What you will do. All of the records must be set down again word for word.

Records to use.
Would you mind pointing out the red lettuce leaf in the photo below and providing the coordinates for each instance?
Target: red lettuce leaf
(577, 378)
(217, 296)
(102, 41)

Solved problem.
Would you mind pointing out the red lettuce leaf in the photo below and providing the coordinates for each instance?
Target: red lettuce leaf
(577, 378)
(217, 296)
(102, 41)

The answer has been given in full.